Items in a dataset
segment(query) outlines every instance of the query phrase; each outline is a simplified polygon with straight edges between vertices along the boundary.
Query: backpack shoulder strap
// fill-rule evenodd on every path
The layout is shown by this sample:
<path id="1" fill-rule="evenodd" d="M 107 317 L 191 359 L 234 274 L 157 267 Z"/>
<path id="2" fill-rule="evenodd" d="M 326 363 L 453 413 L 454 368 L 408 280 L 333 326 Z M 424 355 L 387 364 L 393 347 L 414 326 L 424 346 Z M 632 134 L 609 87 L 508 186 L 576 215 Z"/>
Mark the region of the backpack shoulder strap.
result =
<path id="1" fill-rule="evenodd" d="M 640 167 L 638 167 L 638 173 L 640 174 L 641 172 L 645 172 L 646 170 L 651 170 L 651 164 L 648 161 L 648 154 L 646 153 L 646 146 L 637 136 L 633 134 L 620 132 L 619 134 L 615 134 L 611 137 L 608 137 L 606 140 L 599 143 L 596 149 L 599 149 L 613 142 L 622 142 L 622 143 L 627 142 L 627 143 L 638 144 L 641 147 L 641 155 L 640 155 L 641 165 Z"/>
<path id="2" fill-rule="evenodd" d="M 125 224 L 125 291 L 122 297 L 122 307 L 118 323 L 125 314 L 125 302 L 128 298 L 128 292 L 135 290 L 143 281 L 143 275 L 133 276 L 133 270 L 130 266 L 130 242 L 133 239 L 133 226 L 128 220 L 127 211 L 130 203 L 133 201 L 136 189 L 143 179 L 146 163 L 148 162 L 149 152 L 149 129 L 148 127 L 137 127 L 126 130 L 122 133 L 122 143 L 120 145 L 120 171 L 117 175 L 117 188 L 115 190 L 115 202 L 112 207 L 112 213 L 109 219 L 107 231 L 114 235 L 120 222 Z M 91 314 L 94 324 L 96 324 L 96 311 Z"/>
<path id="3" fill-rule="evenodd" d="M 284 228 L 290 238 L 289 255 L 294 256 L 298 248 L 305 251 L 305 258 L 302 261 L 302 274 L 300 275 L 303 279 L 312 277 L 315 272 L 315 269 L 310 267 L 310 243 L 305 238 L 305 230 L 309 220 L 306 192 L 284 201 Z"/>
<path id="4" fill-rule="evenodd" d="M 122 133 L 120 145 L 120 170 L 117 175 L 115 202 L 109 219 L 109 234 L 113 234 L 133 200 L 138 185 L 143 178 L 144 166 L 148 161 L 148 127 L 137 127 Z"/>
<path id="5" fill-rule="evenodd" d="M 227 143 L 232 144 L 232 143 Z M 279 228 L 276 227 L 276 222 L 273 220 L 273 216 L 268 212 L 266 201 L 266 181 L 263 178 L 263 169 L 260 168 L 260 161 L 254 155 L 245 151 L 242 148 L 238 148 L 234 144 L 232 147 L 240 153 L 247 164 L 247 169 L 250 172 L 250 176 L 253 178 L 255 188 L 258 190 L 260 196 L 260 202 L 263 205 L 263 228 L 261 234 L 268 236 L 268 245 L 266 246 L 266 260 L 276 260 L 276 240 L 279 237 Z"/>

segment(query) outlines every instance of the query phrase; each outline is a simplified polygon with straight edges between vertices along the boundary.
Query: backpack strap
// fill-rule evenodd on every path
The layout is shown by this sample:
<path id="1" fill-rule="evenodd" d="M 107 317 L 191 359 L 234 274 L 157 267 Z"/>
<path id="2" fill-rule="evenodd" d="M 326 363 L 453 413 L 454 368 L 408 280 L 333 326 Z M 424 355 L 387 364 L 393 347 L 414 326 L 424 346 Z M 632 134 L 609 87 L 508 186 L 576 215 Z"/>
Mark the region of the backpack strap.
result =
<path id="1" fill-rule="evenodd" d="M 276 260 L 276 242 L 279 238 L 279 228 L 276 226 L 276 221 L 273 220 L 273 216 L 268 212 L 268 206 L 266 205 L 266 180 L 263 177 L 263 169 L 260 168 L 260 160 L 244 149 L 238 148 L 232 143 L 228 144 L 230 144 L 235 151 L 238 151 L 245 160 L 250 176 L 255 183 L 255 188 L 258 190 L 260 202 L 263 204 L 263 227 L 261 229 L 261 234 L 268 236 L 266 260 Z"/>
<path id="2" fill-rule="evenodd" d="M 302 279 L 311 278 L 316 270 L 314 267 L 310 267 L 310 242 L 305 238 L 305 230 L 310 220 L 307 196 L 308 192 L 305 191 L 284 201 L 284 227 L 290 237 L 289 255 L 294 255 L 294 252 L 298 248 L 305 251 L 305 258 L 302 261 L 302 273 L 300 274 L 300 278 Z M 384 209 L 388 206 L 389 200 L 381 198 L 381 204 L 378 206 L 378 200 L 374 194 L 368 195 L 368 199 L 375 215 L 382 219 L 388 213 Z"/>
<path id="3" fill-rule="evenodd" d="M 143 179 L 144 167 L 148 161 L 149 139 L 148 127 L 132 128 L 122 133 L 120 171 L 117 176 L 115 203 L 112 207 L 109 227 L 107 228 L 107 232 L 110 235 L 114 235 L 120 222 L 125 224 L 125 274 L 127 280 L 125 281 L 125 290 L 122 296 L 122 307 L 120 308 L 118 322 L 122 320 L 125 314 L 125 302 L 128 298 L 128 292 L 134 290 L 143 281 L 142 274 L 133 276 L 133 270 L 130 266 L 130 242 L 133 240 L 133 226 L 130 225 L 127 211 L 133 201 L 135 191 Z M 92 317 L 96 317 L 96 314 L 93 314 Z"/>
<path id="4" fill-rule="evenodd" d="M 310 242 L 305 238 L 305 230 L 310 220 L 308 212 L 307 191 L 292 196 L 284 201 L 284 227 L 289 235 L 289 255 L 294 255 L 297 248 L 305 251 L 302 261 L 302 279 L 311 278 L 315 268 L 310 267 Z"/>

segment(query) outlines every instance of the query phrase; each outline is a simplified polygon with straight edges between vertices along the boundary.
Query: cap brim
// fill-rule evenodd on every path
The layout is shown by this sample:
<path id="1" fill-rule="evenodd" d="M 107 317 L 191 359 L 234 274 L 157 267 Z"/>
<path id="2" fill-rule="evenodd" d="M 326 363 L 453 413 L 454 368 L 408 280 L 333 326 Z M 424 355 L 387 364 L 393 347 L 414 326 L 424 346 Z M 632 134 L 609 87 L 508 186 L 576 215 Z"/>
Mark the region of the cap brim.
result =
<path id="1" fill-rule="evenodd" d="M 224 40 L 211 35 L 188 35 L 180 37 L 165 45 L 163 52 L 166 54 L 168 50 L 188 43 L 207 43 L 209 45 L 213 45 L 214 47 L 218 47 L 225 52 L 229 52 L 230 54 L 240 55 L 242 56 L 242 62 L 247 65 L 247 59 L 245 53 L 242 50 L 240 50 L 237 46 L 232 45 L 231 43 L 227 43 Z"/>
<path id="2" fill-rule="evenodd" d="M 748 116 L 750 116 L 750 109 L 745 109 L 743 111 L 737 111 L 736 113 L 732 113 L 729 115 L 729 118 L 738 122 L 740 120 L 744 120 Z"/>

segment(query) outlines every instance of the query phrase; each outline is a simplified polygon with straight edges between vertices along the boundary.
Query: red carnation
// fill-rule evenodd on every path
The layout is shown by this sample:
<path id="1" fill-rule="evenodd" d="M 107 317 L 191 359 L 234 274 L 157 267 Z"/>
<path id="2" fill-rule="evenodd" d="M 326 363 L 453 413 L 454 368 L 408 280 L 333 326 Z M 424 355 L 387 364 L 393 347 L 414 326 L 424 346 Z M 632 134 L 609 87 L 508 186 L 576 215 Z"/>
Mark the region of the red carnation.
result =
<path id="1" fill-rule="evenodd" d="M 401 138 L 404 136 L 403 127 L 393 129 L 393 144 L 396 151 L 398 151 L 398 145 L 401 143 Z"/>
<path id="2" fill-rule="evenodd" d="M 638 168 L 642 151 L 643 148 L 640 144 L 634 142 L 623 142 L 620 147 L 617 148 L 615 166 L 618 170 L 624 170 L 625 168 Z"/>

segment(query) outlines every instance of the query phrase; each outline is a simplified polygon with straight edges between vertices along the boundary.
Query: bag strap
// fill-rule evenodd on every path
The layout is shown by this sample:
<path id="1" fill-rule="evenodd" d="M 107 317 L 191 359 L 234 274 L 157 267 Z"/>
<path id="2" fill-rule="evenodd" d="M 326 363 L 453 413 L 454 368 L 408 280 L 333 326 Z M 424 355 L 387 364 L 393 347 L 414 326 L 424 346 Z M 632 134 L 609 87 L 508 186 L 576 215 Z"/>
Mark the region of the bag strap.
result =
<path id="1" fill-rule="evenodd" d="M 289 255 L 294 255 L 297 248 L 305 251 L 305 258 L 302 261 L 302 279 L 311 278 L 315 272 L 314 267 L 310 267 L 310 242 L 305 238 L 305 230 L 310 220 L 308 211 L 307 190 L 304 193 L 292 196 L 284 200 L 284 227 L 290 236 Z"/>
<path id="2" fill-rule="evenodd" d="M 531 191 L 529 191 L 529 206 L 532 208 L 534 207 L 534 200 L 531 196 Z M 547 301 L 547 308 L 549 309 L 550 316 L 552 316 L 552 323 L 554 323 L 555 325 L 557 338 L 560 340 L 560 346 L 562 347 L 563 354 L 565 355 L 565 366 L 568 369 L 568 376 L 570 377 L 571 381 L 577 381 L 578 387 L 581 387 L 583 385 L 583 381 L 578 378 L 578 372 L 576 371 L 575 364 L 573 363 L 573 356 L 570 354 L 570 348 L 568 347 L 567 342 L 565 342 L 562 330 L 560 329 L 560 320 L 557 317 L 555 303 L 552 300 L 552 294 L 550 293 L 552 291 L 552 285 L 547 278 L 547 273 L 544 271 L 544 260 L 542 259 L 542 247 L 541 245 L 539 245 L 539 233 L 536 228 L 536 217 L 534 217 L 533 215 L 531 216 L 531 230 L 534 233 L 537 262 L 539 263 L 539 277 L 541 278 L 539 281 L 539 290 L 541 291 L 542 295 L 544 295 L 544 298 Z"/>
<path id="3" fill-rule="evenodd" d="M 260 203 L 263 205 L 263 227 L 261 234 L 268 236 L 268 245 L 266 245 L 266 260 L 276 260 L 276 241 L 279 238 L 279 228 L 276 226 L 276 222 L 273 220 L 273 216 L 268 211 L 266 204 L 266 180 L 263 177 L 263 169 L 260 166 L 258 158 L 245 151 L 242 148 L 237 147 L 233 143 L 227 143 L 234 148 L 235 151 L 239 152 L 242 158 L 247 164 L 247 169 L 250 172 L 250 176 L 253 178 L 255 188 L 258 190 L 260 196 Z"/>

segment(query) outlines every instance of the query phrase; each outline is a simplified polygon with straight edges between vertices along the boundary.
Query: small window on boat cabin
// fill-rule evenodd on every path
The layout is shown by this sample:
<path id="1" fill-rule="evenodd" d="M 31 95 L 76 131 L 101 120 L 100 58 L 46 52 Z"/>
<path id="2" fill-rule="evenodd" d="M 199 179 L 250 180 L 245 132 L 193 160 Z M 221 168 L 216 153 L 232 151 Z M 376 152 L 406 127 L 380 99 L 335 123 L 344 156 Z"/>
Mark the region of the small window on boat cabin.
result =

## What to do
Reproduce the lines from the first one through the line containing "284 228 L 290", with no changes.

## Answer to the task
segment(query) outlines every instance of the query phrase; each outline is a simplified polygon with straight edges between vertices along the boundary.
Query: backpack shoulder strap
// fill-rule evenodd on every path
The layout is shown by this sample:
<path id="1" fill-rule="evenodd" d="M 107 317 L 191 359 L 234 274 L 157 267 Z"/>
<path id="2" fill-rule="evenodd" d="M 326 363 L 453 413 L 454 368 L 408 280 L 333 326 Z M 424 355 L 387 364 L 393 347 L 414 326 L 424 346 Z M 632 134 L 609 87 L 508 186 L 576 215 Z"/>
Mark the region of the backpack shoulder strap.
result =
<path id="1" fill-rule="evenodd" d="M 640 167 L 638 167 L 638 173 L 640 174 L 641 172 L 645 172 L 646 170 L 651 170 L 651 164 L 648 161 L 648 154 L 646 153 L 646 146 L 637 136 L 633 134 L 620 132 L 619 134 L 615 134 L 611 137 L 608 137 L 606 140 L 599 143 L 596 149 L 599 149 L 613 142 L 622 142 L 622 143 L 627 142 L 627 143 L 638 144 L 641 147 L 641 155 L 640 155 L 641 165 Z"/>
<path id="2" fill-rule="evenodd" d="M 125 224 L 125 291 L 122 297 L 122 307 L 118 323 L 125 314 L 125 302 L 128 298 L 128 292 L 135 290 L 143 281 L 143 275 L 133 276 L 133 270 L 130 266 L 130 242 L 133 239 L 133 226 L 128 220 L 127 211 L 130 203 L 133 201 L 136 189 L 143 179 L 146 163 L 148 162 L 149 152 L 149 129 L 148 127 L 137 127 L 126 130 L 122 133 L 122 143 L 120 145 L 120 171 L 117 175 L 117 188 L 115 190 L 115 202 L 112 207 L 112 213 L 109 219 L 107 231 L 114 235 L 120 222 Z M 91 314 L 94 324 L 96 324 L 96 311 Z"/>
<path id="3" fill-rule="evenodd" d="M 284 228 L 290 238 L 289 255 L 294 256 L 298 248 L 305 251 L 305 258 L 302 261 L 302 274 L 300 275 L 303 279 L 312 277 L 315 272 L 315 269 L 310 267 L 310 243 L 305 238 L 305 230 L 309 220 L 306 192 L 284 201 Z"/>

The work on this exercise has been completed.